[Image point annotation entries]
********

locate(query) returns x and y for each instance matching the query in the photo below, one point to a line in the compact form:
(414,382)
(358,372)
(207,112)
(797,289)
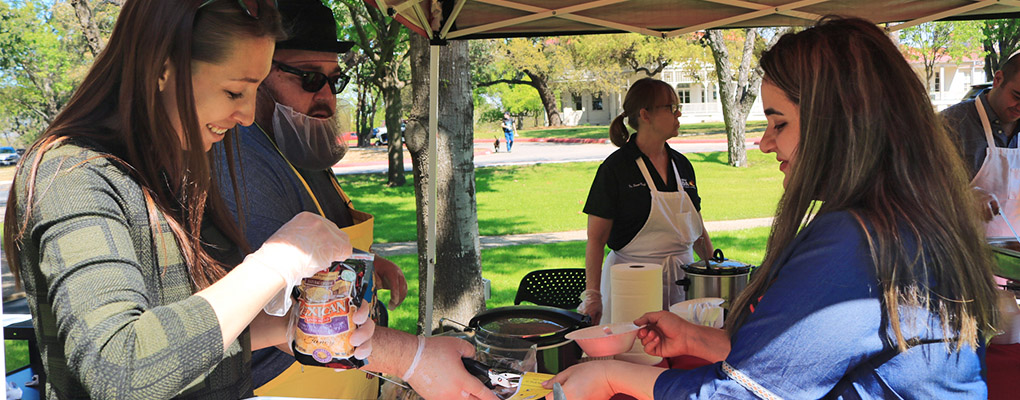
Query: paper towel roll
(636,289)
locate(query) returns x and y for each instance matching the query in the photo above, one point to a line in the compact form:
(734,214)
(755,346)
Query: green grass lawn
(550,197)
(16,353)
(506,265)
(595,132)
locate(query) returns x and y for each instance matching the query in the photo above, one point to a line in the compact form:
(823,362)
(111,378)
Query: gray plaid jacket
(113,308)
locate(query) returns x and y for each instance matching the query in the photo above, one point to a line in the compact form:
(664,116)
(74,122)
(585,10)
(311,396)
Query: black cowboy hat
(310,26)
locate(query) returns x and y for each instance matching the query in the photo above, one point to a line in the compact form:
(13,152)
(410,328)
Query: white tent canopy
(461,19)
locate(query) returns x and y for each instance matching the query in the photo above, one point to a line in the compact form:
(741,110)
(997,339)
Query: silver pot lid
(718,265)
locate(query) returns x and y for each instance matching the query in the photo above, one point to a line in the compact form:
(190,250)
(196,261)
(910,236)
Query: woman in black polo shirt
(635,204)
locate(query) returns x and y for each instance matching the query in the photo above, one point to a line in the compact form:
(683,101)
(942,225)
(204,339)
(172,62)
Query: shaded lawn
(550,197)
(505,266)
(16,353)
(602,132)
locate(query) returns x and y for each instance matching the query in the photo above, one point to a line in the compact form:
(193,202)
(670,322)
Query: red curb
(577,140)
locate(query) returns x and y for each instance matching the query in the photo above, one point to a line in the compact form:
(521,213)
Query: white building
(952,80)
(700,97)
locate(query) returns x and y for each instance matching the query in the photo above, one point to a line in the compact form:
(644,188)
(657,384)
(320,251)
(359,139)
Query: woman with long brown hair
(876,282)
(107,207)
(644,201)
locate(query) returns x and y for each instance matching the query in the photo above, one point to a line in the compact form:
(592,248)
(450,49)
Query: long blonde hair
(871,145)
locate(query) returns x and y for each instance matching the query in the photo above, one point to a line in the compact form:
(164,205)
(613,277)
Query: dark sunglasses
(312,82)
(251,7)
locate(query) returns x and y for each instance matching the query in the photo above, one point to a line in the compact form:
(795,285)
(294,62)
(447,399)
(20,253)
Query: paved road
(538,152)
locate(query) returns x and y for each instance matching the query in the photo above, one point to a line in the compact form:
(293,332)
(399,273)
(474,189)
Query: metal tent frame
(463,19)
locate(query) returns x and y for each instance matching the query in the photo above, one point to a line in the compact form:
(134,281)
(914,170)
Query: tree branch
(508,82)
(89,28)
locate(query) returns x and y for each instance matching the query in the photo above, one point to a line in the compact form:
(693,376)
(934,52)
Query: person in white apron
(1000,178)
(997,181)
(673,223)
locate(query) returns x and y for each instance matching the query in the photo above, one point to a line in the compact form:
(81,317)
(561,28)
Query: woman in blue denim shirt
(876,283)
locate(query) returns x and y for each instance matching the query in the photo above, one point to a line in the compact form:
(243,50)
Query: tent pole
(434,190)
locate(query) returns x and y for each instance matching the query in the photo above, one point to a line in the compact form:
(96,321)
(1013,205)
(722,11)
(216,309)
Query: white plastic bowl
(597,343)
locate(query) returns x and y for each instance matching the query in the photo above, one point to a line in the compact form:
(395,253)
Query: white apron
(1000,175)
(671,229)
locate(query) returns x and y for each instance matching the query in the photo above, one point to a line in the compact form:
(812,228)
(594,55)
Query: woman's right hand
(303,246)
(441,375)
(591,305)
(664,334)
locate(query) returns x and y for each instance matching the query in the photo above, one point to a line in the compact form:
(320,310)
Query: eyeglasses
(312,82)
(673,108)
(251,7)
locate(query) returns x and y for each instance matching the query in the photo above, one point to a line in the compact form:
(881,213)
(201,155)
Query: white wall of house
(951,81)
(701,97)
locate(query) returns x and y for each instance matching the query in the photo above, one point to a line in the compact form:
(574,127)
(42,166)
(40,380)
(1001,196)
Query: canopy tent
(462,19)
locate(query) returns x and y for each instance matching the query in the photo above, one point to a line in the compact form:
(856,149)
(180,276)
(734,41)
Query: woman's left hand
(584,381)
(392,279)
(361,336)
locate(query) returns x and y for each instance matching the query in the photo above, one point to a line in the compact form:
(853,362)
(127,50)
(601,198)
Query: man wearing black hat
(284,165)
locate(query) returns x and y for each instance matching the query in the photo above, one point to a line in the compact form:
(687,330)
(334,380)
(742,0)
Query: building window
(683,93)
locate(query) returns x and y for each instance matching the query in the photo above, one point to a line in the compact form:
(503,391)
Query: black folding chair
(557,288)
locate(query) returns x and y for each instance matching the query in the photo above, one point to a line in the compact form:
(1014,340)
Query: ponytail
(618,134)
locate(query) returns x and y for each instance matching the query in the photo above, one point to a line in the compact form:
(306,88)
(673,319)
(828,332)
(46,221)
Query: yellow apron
(320,382)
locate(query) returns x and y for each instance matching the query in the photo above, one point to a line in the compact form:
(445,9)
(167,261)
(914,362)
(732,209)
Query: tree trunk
(395,175)
(89,28)
(729,94)
(458,270)
(541,84)
(366,113)
(737,97)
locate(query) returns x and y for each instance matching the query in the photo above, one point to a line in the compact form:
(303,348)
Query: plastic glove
(591,305)
(303,246)
(441,373)
(392,279)
(585,381)
(361,336)
(987,203)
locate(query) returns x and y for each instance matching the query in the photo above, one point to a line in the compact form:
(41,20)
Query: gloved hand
(591,305)
(361,336)
(303,246)
(987,203)
(441,375)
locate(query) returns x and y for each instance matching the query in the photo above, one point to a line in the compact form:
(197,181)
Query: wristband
(589,293)
(417,357)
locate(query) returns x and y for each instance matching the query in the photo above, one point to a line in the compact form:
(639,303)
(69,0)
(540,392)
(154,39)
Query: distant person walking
(508,130)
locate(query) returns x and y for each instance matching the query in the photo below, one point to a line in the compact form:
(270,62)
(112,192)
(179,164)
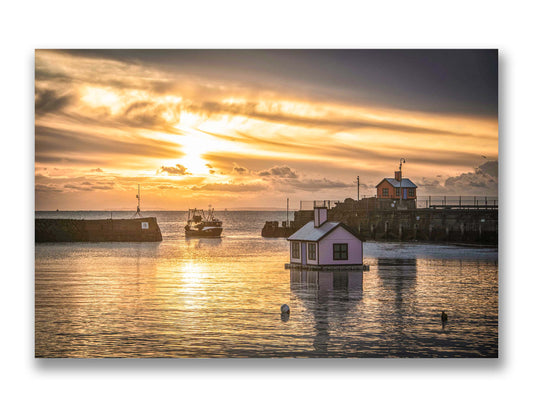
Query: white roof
(308,232)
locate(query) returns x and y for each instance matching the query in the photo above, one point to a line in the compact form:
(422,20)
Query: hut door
(304,253)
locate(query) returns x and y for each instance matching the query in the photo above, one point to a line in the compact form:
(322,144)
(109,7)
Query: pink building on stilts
(323,245)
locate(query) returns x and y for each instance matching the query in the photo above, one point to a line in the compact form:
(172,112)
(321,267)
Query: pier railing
(310,205)
(429,201)
(457,202)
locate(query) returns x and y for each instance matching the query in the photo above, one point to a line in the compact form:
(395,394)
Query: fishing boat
(202,224)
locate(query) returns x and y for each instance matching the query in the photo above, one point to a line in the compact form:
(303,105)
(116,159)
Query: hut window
(340,251)
(295,250)
(311,254)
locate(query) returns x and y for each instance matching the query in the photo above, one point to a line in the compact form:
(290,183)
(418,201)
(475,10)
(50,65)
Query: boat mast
(138,213)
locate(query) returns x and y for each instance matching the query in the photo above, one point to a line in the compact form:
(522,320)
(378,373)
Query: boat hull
(211,232)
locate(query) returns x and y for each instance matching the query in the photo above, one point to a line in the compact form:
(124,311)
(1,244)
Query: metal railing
(457,201)
(429,201)
(310,205)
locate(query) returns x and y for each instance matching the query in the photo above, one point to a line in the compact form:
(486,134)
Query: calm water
(222,297)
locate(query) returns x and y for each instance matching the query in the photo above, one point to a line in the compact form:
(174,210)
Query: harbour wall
(475,226)
(99,230)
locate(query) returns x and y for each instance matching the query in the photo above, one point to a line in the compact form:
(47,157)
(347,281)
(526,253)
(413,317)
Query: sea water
(193,297)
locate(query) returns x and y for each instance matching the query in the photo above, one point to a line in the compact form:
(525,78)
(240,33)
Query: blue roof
(406,183)
(309,233)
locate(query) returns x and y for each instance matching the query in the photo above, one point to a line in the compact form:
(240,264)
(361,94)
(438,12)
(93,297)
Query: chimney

********

**Task goal**
How many lines of the items above contain the string "long", with case counting? Reply with the number alone.

**Task response**
2